Problem details >>
Emit the line that holds "point: the purple flower" and all lines following it through the end of the data, verbatim, and nothing else.

Provided information >>

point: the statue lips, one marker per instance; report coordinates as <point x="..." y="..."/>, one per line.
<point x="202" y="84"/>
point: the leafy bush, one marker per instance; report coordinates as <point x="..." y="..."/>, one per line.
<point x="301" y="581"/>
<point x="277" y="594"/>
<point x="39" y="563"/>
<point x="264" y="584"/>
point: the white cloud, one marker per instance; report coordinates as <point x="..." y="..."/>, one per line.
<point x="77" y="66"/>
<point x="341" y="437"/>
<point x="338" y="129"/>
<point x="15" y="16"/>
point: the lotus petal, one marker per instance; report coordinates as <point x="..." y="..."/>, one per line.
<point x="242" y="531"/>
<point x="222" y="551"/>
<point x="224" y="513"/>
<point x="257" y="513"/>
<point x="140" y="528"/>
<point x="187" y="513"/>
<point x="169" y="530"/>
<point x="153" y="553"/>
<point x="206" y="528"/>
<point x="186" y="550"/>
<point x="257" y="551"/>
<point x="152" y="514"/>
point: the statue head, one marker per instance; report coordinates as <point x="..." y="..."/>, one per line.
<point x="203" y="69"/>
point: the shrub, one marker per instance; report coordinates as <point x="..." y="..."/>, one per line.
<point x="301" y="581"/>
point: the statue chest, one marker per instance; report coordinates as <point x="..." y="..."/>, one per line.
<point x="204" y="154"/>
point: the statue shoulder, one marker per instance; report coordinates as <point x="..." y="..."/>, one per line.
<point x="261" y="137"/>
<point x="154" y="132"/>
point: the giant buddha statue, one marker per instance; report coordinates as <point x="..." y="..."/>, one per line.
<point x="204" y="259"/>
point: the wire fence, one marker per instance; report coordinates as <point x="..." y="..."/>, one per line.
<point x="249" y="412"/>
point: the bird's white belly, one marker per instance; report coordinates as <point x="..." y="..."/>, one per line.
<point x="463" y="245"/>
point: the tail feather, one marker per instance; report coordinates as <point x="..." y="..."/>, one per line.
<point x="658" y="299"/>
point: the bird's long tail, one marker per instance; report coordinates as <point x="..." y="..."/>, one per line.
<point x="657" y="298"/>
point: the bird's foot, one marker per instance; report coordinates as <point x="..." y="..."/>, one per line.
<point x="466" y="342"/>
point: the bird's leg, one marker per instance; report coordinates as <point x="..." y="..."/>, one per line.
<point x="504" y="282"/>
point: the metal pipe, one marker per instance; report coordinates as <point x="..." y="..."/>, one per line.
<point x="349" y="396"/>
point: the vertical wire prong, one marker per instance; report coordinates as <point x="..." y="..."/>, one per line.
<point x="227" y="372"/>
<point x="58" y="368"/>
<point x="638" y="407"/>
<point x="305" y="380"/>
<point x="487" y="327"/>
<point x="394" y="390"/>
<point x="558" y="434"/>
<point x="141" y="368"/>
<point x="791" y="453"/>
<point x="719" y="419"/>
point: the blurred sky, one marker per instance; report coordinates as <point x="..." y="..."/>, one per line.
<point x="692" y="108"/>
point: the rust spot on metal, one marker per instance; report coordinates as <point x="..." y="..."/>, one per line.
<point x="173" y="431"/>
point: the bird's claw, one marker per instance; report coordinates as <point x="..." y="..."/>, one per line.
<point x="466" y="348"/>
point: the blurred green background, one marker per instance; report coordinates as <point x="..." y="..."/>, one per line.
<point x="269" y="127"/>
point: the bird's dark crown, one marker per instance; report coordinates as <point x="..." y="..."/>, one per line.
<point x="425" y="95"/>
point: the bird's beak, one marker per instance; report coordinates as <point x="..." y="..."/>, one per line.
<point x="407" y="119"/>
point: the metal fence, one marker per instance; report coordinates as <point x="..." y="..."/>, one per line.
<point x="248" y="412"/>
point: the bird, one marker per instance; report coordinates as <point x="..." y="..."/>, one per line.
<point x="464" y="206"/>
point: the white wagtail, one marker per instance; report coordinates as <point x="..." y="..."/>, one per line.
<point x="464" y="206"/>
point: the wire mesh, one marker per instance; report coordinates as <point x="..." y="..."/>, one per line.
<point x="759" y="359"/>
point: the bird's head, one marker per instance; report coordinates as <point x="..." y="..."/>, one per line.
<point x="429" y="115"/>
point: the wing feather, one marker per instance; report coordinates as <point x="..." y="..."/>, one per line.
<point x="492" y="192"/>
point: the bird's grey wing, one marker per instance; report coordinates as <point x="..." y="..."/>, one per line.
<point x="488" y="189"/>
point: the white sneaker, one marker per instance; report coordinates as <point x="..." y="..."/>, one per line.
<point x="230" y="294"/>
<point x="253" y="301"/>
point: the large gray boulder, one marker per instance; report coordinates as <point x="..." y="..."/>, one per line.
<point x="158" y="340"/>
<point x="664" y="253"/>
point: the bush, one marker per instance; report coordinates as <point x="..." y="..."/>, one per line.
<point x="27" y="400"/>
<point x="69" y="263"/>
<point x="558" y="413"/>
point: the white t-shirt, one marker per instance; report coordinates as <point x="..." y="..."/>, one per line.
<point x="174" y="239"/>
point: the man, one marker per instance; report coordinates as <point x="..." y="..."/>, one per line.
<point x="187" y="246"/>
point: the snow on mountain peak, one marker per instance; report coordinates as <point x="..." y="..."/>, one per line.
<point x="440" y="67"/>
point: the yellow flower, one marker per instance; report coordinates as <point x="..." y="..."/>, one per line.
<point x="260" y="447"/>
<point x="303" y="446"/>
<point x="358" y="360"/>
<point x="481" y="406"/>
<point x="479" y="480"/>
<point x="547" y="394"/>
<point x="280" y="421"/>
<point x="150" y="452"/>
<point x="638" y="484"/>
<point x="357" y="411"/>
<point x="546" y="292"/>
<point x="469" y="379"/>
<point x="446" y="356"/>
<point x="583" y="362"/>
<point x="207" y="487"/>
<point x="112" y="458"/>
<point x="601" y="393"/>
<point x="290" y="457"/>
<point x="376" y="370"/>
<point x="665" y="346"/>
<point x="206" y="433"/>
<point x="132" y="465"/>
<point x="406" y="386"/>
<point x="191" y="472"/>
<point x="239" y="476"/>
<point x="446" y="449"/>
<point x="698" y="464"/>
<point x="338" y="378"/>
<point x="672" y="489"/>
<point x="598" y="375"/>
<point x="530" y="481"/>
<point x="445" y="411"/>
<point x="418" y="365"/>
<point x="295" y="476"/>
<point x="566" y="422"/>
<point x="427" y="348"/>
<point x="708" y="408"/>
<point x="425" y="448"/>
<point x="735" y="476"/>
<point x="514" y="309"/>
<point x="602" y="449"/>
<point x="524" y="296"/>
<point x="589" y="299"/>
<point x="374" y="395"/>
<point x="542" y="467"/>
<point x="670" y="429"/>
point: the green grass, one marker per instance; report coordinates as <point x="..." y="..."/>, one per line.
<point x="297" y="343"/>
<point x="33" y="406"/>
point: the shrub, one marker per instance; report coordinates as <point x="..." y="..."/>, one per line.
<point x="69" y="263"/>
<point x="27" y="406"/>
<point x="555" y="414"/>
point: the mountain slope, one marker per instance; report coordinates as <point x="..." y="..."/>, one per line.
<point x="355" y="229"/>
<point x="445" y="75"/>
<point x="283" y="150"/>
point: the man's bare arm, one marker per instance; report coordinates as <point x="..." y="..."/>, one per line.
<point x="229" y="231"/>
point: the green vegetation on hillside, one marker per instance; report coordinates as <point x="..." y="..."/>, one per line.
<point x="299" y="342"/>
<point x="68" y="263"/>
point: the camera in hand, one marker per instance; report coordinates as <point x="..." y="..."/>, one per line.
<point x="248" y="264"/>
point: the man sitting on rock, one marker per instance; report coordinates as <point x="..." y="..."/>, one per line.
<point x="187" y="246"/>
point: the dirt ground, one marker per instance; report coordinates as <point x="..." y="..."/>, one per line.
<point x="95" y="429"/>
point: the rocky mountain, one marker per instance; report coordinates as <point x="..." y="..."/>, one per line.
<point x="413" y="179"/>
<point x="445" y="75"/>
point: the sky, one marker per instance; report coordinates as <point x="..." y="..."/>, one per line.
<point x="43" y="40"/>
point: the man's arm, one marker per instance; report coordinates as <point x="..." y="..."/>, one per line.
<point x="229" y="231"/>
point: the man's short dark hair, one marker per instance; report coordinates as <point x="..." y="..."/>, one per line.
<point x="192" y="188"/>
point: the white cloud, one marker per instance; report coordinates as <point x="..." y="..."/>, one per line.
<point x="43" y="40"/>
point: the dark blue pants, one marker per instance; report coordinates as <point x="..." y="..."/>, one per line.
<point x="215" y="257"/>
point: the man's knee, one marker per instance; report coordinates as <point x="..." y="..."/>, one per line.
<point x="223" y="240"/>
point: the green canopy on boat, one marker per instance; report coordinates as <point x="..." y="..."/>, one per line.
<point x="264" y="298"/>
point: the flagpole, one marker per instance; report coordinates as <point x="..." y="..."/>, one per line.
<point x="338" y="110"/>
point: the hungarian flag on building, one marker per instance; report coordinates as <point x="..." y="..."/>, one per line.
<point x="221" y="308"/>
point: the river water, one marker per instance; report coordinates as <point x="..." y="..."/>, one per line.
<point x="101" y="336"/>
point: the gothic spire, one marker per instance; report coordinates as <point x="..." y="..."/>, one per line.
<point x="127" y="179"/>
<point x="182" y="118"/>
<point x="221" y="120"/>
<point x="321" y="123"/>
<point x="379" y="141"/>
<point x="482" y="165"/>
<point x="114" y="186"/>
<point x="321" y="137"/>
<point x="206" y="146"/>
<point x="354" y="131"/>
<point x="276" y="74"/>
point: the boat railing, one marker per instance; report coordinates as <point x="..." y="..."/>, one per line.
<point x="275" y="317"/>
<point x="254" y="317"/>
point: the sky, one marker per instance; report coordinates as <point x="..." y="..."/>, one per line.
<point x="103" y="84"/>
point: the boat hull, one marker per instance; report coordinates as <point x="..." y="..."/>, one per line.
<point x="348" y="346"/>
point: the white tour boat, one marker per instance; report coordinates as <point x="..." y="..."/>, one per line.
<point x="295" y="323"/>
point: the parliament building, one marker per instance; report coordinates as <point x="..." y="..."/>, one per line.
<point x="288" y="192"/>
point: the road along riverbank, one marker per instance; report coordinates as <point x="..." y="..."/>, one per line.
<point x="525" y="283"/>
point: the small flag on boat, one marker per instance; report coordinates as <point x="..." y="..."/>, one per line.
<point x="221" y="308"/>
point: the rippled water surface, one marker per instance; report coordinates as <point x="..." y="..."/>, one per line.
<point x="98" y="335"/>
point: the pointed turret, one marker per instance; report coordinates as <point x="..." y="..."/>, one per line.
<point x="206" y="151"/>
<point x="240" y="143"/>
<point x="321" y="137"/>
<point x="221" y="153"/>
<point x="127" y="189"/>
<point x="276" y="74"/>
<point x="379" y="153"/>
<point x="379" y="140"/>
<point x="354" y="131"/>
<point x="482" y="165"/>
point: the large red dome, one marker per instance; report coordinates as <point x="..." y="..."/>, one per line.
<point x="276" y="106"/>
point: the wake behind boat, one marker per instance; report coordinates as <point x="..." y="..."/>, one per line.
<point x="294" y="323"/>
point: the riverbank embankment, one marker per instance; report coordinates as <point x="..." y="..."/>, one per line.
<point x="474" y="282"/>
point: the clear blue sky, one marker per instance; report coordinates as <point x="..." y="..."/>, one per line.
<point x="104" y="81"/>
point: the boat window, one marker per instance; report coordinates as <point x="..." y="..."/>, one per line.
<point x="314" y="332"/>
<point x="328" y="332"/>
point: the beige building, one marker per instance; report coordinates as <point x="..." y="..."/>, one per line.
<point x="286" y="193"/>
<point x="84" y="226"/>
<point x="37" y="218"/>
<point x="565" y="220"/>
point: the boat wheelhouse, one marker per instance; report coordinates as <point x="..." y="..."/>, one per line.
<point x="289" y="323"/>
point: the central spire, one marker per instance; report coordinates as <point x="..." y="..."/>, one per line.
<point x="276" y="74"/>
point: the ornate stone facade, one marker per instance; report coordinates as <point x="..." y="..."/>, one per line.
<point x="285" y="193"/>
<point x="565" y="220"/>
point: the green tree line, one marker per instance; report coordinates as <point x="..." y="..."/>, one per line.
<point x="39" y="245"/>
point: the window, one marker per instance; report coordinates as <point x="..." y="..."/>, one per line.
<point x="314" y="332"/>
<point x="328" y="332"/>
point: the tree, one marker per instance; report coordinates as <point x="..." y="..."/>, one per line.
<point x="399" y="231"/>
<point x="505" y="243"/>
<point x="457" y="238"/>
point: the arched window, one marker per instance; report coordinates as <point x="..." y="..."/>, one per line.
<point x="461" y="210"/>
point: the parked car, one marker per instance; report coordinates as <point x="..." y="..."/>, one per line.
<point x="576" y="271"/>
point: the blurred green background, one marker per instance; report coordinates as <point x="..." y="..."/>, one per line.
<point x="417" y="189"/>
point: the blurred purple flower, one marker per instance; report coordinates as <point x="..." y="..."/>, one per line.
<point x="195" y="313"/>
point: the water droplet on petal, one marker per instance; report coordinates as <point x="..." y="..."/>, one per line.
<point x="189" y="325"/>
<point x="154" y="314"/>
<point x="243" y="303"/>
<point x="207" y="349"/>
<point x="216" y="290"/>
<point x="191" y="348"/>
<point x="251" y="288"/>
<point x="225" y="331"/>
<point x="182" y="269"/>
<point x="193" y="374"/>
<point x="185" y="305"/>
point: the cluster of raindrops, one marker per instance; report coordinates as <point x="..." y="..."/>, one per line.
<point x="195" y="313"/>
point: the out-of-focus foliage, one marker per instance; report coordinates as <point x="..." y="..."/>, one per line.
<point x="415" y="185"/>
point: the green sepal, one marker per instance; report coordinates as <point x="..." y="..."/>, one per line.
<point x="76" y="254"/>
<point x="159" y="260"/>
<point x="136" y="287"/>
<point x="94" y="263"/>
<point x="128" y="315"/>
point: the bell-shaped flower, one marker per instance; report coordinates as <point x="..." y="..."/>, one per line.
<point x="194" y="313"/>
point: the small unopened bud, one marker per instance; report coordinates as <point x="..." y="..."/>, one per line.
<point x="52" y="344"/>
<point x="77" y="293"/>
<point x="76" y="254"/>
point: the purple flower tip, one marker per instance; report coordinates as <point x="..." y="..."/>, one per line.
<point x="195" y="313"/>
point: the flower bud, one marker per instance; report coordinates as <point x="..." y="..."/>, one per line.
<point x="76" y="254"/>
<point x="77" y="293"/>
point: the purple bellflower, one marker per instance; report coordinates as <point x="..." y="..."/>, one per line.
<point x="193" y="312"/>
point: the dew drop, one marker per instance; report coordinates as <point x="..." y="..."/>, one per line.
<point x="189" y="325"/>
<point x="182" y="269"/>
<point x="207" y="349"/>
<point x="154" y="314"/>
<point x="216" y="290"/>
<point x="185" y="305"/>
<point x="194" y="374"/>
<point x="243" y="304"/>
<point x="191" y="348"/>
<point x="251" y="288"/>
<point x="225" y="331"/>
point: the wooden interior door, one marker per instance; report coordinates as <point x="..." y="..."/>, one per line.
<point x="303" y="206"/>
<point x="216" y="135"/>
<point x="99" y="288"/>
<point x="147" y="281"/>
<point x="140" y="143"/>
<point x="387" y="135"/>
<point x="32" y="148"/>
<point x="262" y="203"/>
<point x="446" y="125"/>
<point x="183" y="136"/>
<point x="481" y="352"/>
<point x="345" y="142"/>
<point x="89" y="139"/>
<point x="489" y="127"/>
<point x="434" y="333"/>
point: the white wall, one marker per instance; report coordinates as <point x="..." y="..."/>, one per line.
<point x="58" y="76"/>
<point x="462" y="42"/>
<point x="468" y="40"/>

Written answer >>
point: the purple flower tip, one marker per instance; report coordinates as <point x="..." y="..."/>, one per line.
<point x="195" y="313"/>
point: the flower bud, one marker per instance; report coordinates as <point x="..." y="..."/>, one per line.
<point x="76" y="254"/>
<point x="77" y="293"/>
point: the purple bellflower, one marker per instance; report coordinates as <point x="..." y="..."/>, one per line.
<point x="193" y="312"/>
point: the dew drop, one marker per instance; report coordinates as <point x="..." y="..."/>, one per line.
<point x="189" y="325"/>
<point x="182" y="269"/>
<point x="207" y="349"/>
<point x="154" y="314"/>
<point x="216" y="290"/>
<point x="185" y="305"/>
<point x="194" y="374"/>
<point x="243" y="304"/>
<point x="191" y="348"/>
<point x="251" y="288"/>
<point x="225" y="331"/>
point: the wooden interior door, one marker per instance; report coordinates as <point x="..." y="..."/>, one per line.
<point x="303" y="206"/>
<point x="216" y="135"/>
<point x="99" y="288"/>
<point x="147" y="281"/>
<point x="140" y="143"/>
<point x="387" y="135"/>
<point x="32" y="148"/>
<point x="262" y="203"/>
<point x="446" y="125"/>
<point x="183" y="136"/>
<point x="481" y="352"/>
<point x="345" y="142"/>
<point x="89" y="139"/>
<point x="489" y="127"/>
<point x="434" y="333"/>
point: the white wall, one marker per instance; report coordinates as <point x="..." y="..."/>, one per line.
<point x="58" y="76"/>
<point x="462" y="42"/>
<point x="468" y="40"/>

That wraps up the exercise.